-- Start of Given information --

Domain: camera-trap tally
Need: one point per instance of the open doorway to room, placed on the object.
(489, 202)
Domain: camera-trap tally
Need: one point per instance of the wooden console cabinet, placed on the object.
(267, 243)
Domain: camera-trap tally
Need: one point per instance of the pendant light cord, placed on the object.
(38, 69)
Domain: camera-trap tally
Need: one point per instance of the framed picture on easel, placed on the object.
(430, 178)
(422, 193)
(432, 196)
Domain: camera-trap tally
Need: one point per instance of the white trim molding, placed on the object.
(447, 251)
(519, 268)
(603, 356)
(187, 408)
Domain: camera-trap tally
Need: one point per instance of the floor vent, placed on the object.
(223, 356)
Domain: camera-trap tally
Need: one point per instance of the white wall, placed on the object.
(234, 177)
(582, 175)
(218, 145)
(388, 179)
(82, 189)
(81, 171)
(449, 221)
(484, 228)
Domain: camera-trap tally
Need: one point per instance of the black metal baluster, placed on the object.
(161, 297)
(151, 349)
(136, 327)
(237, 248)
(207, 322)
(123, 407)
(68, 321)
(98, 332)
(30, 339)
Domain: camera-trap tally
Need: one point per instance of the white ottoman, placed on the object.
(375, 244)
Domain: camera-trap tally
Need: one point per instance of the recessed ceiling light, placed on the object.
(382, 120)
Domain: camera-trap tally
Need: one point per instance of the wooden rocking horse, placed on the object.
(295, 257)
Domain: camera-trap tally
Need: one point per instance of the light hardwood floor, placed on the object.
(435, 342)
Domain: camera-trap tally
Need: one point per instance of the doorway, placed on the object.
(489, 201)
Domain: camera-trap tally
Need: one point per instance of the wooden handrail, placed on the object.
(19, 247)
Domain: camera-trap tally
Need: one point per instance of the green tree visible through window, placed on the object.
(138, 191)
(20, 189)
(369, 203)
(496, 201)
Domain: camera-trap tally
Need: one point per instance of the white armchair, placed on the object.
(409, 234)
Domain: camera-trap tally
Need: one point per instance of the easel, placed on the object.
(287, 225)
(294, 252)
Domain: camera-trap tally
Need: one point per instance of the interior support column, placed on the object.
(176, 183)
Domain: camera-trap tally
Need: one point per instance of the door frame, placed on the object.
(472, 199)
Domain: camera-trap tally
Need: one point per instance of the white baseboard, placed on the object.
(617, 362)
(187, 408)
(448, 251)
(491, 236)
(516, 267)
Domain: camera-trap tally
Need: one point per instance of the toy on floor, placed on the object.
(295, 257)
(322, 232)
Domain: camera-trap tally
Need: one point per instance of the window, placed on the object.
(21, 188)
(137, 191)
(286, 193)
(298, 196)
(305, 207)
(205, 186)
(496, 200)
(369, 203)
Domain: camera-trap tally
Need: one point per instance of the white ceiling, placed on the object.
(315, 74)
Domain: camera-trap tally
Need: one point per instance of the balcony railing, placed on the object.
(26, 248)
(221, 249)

-- End of Given information --

**Given exercise**
Reproduce the records above exactly as they appear.

**Full solution**
Domain: camera-trap tally
Need: one point per instance of the open doorway to room, placed on the object.
(489, 202)
Domain: camera-trap tally
Need: one point per instance of the wooden console cabinet, placed on the object.
(267, 243)
Domain: camera-trap tally
Need: one point per instance of the pendant light cord, placed on the object.
(38, 69)
Domain: camera-trap tally
Need: one point per instance of the framed picture on easel, placed on the object.
(430, 178)
(422, 193)
(432, 196)
Domain: camera-trap tally
Need: one point per instance of the white trim molding, placed on the object.
(447, 251)
(519, 268)
(603, 356)
(187, 408)
Domain: camera-trap tally
Need: one point per instance of the floor vent, placed on the object.
(223, 356)
Domain: camera-trap tally
Need: one point per instance of the white wall, placed on the object.
(234, 177)
(582, 175)
(218, 145)
(388, 179)
(82, 189)
(81, 171)
(449, 221)
(484, 228)
Domain: camera-trap tally
Need: one point per instance of the black metal baluster, placed on the object.
(161, 297)
(151, 349)
(136, 327)
(237, 248)
(207, 322)
(123, 407)
(68, 321)
(98, 332)
(30, 339)
Domain: camera-trap tally
Need: one point per instance of the white ottoman, placed on the object.
(375, 244)
Domain: camera-trap tally
Need: one point per instance of the recessed ceiling light, placed on the object.
(382, 120)
Domain: camera-trap tally
Need: one point per instance of the wooden rocking horse, placed on the object.
(295, 257)
Domain: camera-trap tally
Need: one point per instance of the light hardwood floor, placed on the object.
(435, 342)
Domain: camera-trap tally
Need: one point per instance of the doorway, placed on the object.
(489, 201)
Domain: camera-trap tally
Need: one point per instance of the wooden handrail, placed on the object.
(19, 247)
Domain: camera-trap tally
Need: one point per instance of the green tree visible through window, placed on the object.
(138, 191)
(20, 189)
(369, 203)
(496, 201)
Domain: camera-trap tally
Need: one point per instance of the white armchair, placed on the object.
(409, 234)
Domain: camera-trap tally
Need: one point per instance of the easel, placed on the object.
(287, 225)
(294, 252)
Domain: camera-trap tally
Need: one point per instance of the interior support column, placed on the object.
(176, 183)
Domain: camera-trap tally
Need: one point per instance of the door frame, placed on the object.
(472, 199)
Domain: camera-trap tally
Need: one point per instance of the white baseboard, placed on the object.
(617, 362)
(187, 408)
(448, 251)
(491, 236)
(516, 267)
Domain: camera-trap tally
Need: one point per instance of the toy on floor, placed on the object.
(295, 257)
(322, 232)
Domain: camera-trap tally
Need: one point per instance of the window, placed on the object.
(21, 188)
(137, 191)
(286, 193)
(298, 196)
(305, 207)
(205, 186)
(496, 200)
(369, 203)
Domain: camera-trap tally
Need: one point per instance of the white ceiling, placed on the object.
(315, 74)
Domain: camera-trap tally
Need: one point per instance of the balcony railing, placed on the object.
(26, 248)
(221, 249)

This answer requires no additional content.